=== Document extract ===
-*-
Manitoba Premier Brian Pallister has said that he plans to step down Wednesday.

Pallister, who announced his intention to step down earlier this month, said he has decided to leave well before the Progressive Conservative leadership vote Oct. 30.

Part of the reason, he says, is a desire to ensure the race does not become divisive.

“The dangers of not leaving (this week) are that false allegations will be made about me trying to influence the outcome (of the leadership vote),” Pallister said in an interview with The Canadian Press.

“And I have not, in any way, shape or form,” he said. “I have only spoken two weeks ago to my cabinet and caucus and said, ‘I will be neutral. I wish you well. I would encourage you to make sure that this is a contest among friends.'”

So far, former health minister Heather Stefanson, former member of Parliament Shelly Glover and Tory backbencher Shannon Martin have announced plans to run for leader.

In a wide-ranging interview about his political career, Pallister indicated regret over some of his government’s handling of the COVID-19 pandemic, but expressed optimism that the party will rebound from low polling numbers.

Pallister became leader in 2012 and quickly built up memberships and donations. Four years later, he took the party from the opposition benches to the largest majority government in a century. The Tories were re-elected in 2019.

Here are some quotes from an interview with The Canadian Press:

On low polling numbers: “If you govern with a view that you wish to be popular every day for four years so you can win the next election, you will not get much done … and what we have done is a lot.”
-*-
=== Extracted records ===
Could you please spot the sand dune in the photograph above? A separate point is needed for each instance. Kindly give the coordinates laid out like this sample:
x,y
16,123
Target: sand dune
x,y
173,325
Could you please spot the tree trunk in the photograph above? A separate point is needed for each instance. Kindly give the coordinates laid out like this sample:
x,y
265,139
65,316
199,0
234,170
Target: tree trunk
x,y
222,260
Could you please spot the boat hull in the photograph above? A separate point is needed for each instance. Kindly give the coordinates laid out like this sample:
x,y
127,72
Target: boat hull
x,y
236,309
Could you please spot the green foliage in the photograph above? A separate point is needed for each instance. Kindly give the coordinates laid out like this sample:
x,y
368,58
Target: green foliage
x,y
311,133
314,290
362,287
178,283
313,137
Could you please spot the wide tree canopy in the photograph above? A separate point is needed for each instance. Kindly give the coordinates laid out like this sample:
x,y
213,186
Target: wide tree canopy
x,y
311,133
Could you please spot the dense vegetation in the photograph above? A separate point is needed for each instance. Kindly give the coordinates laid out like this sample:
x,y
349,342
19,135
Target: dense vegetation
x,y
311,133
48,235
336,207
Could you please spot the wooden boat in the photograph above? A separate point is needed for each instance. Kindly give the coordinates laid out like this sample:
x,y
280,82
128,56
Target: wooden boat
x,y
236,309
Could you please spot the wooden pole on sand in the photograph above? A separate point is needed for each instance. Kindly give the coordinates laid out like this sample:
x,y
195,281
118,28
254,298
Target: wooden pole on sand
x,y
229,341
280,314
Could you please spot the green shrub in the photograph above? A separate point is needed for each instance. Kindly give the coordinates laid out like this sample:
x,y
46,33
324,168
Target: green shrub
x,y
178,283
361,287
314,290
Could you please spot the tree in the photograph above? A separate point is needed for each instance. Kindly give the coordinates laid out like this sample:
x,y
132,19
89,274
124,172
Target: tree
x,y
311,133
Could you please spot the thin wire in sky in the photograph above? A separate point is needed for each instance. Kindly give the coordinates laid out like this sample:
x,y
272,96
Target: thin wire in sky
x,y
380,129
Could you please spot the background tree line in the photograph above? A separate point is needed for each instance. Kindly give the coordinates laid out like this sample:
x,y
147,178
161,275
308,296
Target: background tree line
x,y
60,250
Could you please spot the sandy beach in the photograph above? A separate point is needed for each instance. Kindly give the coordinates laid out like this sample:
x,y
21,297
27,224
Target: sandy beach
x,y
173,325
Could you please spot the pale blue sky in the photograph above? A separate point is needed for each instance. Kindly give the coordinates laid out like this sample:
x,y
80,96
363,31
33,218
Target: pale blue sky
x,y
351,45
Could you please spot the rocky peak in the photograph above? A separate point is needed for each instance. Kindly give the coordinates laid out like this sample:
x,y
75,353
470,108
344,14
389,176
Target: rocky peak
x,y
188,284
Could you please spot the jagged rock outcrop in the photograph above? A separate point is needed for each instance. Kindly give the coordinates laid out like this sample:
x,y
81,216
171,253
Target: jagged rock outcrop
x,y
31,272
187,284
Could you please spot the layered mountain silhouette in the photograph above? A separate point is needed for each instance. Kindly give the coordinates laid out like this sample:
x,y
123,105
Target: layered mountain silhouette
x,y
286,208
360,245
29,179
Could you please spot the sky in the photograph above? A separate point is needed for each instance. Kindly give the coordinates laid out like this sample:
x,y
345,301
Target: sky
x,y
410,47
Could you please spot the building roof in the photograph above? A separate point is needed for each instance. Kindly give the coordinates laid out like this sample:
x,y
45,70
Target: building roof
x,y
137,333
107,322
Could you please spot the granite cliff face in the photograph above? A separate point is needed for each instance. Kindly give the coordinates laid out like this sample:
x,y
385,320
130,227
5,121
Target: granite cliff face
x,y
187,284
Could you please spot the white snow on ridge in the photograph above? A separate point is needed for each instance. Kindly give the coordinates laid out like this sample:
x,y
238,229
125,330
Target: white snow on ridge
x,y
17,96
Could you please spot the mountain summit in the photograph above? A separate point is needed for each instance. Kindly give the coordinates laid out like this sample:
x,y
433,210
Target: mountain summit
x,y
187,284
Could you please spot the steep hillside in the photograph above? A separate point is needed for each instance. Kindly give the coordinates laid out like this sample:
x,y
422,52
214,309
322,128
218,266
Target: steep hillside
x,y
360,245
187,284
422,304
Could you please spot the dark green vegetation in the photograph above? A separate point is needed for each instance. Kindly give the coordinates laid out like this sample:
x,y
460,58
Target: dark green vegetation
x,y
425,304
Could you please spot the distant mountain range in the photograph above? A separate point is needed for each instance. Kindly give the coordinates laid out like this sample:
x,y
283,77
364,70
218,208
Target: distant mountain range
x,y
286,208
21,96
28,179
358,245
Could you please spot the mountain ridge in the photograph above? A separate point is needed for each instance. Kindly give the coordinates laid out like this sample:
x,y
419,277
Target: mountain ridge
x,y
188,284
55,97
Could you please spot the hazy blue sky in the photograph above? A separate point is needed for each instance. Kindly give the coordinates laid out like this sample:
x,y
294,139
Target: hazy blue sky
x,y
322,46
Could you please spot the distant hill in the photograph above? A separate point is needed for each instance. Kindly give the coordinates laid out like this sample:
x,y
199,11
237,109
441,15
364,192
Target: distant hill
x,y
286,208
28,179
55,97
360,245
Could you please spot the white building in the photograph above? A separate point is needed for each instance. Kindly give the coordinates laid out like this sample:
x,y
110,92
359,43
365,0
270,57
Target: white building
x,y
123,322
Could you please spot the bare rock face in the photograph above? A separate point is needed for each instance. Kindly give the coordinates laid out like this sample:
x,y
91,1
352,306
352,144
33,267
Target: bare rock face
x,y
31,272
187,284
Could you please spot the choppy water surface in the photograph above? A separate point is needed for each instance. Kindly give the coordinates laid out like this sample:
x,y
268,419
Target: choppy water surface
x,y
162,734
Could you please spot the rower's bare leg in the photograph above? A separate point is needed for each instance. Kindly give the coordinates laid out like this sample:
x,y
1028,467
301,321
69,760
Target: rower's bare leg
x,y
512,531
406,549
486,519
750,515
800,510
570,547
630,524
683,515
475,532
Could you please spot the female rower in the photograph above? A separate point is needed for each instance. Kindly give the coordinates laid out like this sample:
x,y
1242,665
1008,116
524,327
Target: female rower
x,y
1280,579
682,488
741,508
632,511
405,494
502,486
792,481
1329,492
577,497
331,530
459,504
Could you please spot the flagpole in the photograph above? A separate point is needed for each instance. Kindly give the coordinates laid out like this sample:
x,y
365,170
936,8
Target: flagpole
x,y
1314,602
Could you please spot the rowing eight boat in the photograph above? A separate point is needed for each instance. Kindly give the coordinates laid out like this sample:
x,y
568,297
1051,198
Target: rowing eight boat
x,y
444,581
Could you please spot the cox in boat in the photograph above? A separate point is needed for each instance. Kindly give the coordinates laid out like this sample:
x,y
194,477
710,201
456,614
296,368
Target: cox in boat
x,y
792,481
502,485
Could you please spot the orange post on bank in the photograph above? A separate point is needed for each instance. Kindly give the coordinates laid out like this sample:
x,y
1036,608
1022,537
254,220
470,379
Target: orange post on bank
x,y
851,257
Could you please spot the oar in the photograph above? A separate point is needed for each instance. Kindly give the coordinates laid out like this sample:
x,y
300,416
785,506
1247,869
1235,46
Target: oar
-*-
=== Exercise ===
Continue the news article on Manitoba Premier Brian Pallister's departure, beginning after its last sentence.

=== Response for this exercise ===
On personal likability and whether it is tied to electoral victory: “Who are the most unpopular Conservatives in the last 25 years? It’d be me and (former prime minister Stephen) Harper. Who was more likable? Well, I guess (former Manitoba Tory leader) Stu Murray was, (former federal Conservative leader) Andrew Scheer was a likable, cuddly guy. Look, it’s not about likability. It’s about integrity and competence.”

On his government’s reforms: “We went after every portfolio without exception. Child and family … education, health care, revamping the whole (emergency room) system … our Crown (corporations), (Manitoba) Hydro, changing the subsidy culture. That’s not easy. I was very unpopular — I am very unpopular — because a lot of the loud people like to be subsidized.”

On the COVID-19 pandemic and easing restrictions when vaccination targets were met: “We kept our word and, in hindsight, probably should have explained that we can’t do that now because 80 per cent (vaccinated) isn’t enough. It’s got to be 90 (per cent) and the Delta variant changed things.”

On being front and centre for COVID-19 news conferences: “I did take on the face of the pandemic … and you know why? Because I probably was going to leave. And when I leave, the face of the pandemic leaves. And so the opportunity for the PC party to renew and to grow … is real.”

On economic recovery coming out of the pandemic: “We’re on the rebound. I see it. Most people don’t see it yet. You’ll see it in six months.”

On returning to financial planning after leaving office: “I’ll get back and do succession planning. I love that. I love helping families. That’s how I started my business out of my car in 1980 and that’s how I built it. I like working with small business families, keeping the business in the family if they want.”

A timeline of major events in Manitoba Premier Brian Pallister’s political career:

Sept. 15, 1992: Pallister wins a provincial byelection in Portage la Prairie. He is re-elected in 1995 and elevated to cabinet as minister for government services.

April 1997: Pallister resigns his provincial seat to run in the federal election for the Progressive Conservatives. He loses to a Reform Party candidate.

November 2000: Pallister wins the Portage-Lisgar riding for the Canadian Alliance. He is re-elected under the Conservative banner and announces in 2008 he will not run again.

July 2012: Pallister returns to provincial politics and becomes leader of the Progressive Conservatives unopposed.

April 2016: Pallister leads the Progressive Conservatives to the largest Manitoba majority government in a century. The party captures 40 of 57 legislature seats.

September 2019: Pallister’s Tories are re-elected with 36 seats after he calls voters to the polls a year early.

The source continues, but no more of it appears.